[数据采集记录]
%%

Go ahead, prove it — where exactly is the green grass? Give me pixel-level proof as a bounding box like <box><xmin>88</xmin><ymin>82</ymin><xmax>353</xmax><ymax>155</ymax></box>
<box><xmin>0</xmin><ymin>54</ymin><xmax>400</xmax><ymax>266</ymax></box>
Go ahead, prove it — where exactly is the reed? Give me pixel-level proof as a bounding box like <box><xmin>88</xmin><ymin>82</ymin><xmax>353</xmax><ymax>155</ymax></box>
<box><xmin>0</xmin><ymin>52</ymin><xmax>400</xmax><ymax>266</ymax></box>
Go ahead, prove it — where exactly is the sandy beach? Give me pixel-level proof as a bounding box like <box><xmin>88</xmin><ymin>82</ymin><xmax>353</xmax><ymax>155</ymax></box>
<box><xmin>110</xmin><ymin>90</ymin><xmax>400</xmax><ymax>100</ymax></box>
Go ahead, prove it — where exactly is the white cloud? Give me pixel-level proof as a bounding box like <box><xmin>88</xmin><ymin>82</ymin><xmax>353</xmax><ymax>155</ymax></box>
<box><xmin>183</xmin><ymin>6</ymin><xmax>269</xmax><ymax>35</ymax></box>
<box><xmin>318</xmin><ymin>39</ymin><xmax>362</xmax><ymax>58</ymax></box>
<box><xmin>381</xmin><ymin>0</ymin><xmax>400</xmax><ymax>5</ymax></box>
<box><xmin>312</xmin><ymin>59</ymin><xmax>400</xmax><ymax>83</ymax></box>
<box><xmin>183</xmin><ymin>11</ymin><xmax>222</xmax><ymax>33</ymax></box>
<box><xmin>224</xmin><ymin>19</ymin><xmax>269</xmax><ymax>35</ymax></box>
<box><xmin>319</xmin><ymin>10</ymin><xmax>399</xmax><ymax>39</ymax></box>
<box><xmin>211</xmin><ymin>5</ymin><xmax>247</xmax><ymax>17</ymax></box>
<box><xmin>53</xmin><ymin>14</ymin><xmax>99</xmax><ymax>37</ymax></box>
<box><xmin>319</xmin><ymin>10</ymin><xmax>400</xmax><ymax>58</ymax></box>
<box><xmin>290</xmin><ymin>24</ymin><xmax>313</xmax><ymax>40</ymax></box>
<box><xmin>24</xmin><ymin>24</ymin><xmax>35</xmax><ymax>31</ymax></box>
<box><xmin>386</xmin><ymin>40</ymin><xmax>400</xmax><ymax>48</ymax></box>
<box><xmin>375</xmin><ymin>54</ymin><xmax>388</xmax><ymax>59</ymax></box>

%%

*待办事项*.
将以上各行转为编号列表，略去空行。

*任务答复*.
1. Go ahead, prove it — where exactly is the green grass? Give me pixel-level proof as a bounding box like <box><xmin>88</xmin><ymin>82</ymin><xmax>353</xmax><ymax>155</ymax></box>
2. <box><xmin>0</xmin><ymin>54</ymin><xmax>400</xmax><ymax>266</ymax></box>
3. Go ahead, prove it — where exactly is the reed? Give me pixel-level proof as a bounding box like <box><xmin>88</xmin><ymin>82</ymin><xmax>353</xmax><ymax>155</ymax></box>
4. <box><xmin>0</xmin><ymin>52</ymin><xmax>400</xmax><ymax>266</ymax></box>
5. Go ahead, prove it — where exactly is the sandy beach? Give me pixel-level proof as a bounding box like <box><xmin>88</xmin><ymin>82</ymin><xmax>353</xmax><ymax>155</ymax></box>
6. <box><xmin>110</xmin><ymin>90</ymin><xmax>400</xmax><ymax>100</ymax></box>
7. Go ahead, prove it — where exactly is the white cloud? Give me pixel-level proof as a bounding box like <box><xmin>88</xmin><ymin>82</ymin><xmax>353</xmax><ymax>155</ymax></box>
8. <box><xmin>183</xmin><ymin>6</ymin><xmax>269</xmax><ymax>35</ymax></box>
9. <box><xmin>318</xmin><ymin>39</ymin><xmax>362</xmax><ymax>58</ymax></box>
10. <box><xmin>381</xmin><ymin>0</ymin><xmax>400</xmax><ymax>5</ymax></box>
11. <box><xmin>312</xmin><ymin>59</ymin><xmax>400</xmax><ymax>83</ymax></box>
12. <box><xmin>183</xmin><ymin>11</ymin><xmax>222</xmax><ymax>33</ymax></box>
13. <box><xmin>224</xmin><ymin>19</ymin><xmax>269</xmax><ymax>35</ymax></box>
14. <box><xmin>319</xmin><ymin>10</ymin><xmax>399</xmax><ymax>39</ymax></box>
15. <box><xmin>211</xmin><ymin>5</ymin><xmax>247</xmax><ymax>17</ymax></box>
16. <box><xmin>53</xmin><ymin>14</ymin><xmax>99</xmax><ymax>37</ymax></box>
17. <box><xmin>319</xmin><ymin>10</ymin><xmax>400</xmax><ymax>58</ymax></box>
18. <box><xmin>290</xmin><ymin>24</ymin><xmax>313</xmax><ymax>40</ymax></box>
19. <box><xmin>24</xmin><ymin>24</ymin><xmax>35</xmax><ymax>31</ymax></box>
20. <box><xmin>386</xmin><ymin>40</ymin><xmax>400</xmax><ymax>48</ymax></box>
21. <box><xmin>375</xmin><ymin>54</ymin><xmax>388</xmax><ymax>59</ymax></box>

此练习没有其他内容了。